→ DIRECTIONS FOR THIS TASK:
Please count the lines in the records below that contain the string "tree", treating case as significant. Reply with the number alone.
# START OF RECORDS TO USE
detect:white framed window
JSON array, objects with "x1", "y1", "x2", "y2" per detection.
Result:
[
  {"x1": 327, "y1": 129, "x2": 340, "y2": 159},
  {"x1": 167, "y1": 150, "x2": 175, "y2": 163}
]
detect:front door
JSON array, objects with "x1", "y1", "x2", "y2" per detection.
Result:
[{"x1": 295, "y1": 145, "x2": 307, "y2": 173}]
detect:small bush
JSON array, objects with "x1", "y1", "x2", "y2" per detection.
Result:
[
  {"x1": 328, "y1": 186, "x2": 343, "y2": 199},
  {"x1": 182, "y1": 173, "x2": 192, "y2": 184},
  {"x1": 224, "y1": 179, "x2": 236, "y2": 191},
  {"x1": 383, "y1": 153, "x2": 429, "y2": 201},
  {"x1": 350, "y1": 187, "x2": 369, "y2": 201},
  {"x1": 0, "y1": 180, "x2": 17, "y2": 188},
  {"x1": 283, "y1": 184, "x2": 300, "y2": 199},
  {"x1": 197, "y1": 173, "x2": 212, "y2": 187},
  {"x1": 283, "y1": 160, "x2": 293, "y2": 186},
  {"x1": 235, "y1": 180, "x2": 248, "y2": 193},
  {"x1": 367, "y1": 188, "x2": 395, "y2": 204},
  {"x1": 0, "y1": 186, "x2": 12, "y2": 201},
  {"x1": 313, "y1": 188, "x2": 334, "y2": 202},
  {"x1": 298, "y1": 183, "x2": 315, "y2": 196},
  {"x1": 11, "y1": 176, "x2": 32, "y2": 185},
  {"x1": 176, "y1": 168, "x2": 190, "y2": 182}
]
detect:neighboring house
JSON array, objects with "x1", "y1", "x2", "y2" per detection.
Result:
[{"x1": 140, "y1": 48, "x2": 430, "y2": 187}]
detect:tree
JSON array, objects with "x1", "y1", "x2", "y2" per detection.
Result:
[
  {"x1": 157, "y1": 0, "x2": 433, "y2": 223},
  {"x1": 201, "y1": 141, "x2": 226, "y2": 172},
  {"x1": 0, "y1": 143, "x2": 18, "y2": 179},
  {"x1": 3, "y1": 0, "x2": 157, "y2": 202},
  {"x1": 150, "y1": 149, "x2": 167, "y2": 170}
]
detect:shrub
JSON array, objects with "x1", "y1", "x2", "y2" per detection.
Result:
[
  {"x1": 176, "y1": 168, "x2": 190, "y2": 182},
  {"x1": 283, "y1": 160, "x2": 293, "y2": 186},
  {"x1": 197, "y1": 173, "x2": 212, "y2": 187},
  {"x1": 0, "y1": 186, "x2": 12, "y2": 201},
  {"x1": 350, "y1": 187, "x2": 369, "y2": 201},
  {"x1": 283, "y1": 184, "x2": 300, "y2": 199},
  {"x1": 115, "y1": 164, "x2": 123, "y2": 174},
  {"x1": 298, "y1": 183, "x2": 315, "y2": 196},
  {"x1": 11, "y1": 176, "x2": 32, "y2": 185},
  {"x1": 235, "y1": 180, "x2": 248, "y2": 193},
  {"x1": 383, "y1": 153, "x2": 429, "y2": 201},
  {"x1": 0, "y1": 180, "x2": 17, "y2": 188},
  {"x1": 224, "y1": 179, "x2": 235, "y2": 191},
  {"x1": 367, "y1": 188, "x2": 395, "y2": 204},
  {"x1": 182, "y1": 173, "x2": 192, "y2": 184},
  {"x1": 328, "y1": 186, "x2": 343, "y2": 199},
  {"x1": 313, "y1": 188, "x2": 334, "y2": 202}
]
# END OF RECORDS TO USE
# START OF RECORDS TO USE
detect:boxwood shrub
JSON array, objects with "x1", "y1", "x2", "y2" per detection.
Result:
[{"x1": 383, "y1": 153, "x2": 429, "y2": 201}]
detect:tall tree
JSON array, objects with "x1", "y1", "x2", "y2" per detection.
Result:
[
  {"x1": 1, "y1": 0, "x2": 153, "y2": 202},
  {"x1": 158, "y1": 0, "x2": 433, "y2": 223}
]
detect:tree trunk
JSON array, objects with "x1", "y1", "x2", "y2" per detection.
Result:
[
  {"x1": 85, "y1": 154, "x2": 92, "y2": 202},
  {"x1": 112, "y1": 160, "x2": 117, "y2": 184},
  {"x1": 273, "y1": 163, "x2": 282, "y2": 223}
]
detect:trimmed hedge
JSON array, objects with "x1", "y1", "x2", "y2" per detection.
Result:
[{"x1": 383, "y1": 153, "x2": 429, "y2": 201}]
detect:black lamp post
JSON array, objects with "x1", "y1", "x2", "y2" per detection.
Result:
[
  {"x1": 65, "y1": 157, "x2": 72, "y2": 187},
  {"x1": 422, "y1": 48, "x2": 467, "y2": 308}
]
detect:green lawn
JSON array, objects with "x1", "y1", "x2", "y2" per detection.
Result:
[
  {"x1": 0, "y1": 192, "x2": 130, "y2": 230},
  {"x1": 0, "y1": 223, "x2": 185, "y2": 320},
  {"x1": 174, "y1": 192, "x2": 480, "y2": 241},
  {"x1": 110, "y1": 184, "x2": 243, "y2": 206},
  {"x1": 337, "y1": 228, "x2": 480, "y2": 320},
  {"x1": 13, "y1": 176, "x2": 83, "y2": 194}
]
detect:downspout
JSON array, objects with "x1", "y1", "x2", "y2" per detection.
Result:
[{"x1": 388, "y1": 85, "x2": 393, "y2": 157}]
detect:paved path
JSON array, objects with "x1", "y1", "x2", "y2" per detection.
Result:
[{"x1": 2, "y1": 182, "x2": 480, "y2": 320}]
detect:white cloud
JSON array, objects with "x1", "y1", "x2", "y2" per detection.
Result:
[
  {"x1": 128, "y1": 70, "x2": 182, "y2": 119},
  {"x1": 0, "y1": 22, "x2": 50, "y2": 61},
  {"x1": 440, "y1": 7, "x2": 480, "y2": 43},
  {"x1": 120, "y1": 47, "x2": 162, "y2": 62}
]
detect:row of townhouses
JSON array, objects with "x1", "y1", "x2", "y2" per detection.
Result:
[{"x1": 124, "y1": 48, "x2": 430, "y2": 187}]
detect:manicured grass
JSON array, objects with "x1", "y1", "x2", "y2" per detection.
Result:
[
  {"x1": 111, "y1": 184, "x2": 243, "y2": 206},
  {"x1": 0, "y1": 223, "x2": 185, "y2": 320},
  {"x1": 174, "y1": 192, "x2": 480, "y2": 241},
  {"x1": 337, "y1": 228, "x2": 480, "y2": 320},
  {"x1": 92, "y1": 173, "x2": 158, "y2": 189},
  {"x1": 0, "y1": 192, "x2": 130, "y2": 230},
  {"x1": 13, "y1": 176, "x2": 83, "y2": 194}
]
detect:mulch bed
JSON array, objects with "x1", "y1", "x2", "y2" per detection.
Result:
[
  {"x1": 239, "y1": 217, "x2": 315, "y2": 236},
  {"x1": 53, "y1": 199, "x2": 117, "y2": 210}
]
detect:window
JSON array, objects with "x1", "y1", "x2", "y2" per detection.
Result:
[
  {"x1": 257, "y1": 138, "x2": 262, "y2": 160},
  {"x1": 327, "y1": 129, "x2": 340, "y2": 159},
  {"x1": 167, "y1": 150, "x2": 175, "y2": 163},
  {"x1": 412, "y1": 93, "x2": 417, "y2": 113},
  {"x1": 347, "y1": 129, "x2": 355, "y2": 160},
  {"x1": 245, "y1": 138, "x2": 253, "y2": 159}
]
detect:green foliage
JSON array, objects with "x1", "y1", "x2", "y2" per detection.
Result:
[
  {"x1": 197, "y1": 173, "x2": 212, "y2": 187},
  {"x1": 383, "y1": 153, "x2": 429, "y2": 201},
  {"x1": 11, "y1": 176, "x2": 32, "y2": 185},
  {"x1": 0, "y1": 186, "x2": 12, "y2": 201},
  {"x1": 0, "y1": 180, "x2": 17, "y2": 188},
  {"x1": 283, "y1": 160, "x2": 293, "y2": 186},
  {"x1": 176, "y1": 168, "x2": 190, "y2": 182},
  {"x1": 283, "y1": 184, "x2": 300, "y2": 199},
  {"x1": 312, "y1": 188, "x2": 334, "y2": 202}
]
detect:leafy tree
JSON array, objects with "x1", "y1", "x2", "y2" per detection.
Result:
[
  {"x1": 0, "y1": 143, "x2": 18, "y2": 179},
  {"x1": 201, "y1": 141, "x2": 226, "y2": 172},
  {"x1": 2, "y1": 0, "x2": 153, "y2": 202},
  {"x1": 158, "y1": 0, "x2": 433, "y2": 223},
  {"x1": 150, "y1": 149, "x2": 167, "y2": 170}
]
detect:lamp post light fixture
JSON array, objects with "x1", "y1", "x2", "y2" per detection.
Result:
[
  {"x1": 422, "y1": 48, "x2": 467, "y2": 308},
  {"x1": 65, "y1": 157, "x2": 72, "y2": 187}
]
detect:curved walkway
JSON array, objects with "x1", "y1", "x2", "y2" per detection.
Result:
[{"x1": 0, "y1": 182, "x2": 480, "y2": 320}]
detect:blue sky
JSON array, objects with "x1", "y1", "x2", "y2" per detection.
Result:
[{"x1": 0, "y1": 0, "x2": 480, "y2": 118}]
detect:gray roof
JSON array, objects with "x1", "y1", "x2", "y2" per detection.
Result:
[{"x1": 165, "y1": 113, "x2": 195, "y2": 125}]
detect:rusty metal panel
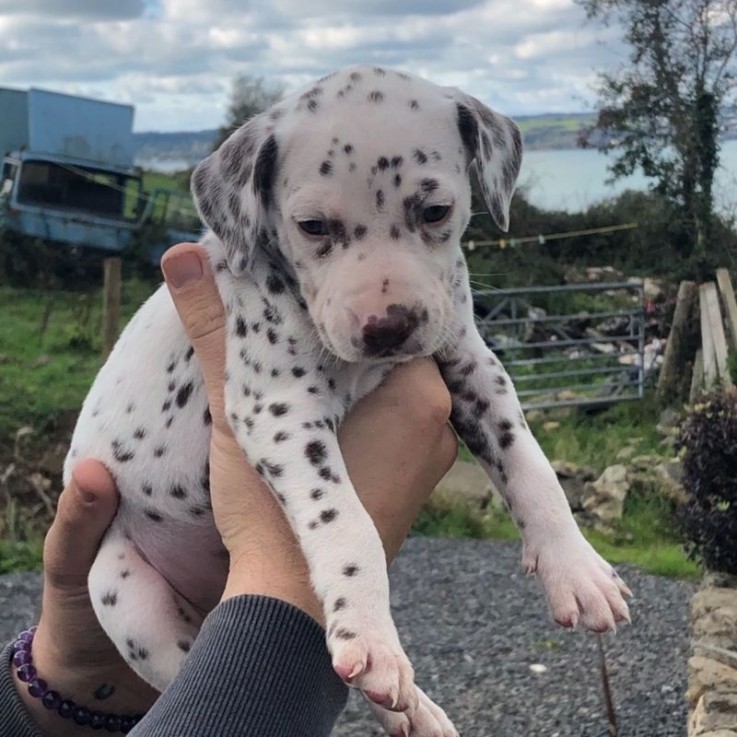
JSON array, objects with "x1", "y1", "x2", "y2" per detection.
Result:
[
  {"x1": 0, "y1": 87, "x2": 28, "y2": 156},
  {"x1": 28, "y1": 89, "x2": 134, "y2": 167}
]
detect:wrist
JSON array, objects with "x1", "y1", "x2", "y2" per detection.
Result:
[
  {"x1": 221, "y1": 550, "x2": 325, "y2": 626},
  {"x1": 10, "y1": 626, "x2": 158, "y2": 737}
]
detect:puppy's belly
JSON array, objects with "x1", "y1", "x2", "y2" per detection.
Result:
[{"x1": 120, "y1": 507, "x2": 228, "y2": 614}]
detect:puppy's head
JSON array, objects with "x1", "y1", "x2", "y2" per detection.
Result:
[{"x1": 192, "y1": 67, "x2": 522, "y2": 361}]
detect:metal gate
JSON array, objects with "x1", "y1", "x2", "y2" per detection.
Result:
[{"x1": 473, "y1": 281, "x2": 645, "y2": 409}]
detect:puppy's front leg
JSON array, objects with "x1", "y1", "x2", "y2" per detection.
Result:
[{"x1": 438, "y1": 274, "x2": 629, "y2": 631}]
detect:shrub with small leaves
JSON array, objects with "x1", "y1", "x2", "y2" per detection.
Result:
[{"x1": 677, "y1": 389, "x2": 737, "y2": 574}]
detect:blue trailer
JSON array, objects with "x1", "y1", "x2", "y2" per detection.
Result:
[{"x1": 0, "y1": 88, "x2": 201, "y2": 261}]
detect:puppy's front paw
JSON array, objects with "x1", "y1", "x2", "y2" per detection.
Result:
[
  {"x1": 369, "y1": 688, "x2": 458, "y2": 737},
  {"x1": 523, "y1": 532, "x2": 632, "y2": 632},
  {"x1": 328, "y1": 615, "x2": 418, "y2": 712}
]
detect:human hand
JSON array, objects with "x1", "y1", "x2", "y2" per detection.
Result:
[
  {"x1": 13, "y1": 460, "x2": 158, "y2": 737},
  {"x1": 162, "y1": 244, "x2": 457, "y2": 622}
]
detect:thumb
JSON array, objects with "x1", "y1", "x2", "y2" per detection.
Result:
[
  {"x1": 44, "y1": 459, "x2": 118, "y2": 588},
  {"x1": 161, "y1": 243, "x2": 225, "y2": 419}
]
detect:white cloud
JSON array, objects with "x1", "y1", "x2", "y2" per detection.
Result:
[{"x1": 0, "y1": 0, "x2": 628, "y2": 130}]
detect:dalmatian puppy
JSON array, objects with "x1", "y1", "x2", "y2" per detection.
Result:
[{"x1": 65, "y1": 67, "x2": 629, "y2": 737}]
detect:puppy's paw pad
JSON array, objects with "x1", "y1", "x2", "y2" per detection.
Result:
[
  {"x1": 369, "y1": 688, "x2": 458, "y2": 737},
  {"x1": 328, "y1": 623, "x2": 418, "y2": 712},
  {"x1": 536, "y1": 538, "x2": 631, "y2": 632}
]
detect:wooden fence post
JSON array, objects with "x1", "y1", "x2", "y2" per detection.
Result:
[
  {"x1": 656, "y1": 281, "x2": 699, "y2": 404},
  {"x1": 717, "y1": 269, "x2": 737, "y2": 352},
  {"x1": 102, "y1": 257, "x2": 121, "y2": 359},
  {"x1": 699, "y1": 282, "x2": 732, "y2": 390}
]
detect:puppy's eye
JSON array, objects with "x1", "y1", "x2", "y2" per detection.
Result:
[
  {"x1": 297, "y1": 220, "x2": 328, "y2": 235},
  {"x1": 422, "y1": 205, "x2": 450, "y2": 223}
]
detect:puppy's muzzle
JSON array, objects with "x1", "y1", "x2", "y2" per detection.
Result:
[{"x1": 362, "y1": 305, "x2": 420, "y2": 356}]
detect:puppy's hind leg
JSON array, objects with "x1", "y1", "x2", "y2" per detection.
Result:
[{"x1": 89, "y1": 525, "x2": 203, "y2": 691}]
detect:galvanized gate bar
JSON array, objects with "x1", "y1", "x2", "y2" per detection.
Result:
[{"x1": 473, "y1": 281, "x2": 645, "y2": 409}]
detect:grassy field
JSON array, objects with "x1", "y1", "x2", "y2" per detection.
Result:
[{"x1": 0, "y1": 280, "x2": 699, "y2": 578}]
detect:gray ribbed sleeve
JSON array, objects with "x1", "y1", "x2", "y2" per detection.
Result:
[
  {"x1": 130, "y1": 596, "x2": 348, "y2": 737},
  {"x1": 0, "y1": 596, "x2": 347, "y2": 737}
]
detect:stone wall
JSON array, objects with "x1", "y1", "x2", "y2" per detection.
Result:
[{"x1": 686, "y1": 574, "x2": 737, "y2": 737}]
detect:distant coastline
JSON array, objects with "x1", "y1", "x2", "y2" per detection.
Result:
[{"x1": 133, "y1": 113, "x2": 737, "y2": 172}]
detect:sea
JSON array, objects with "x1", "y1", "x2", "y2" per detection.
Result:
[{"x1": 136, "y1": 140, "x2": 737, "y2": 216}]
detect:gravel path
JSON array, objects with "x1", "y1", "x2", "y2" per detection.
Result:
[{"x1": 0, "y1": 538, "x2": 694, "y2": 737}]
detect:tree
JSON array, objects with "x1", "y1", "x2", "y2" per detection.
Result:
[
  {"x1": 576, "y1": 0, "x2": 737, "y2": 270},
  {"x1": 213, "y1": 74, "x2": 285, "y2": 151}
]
# END OF RECORDS TO USE
→ THE RESPONSE:
5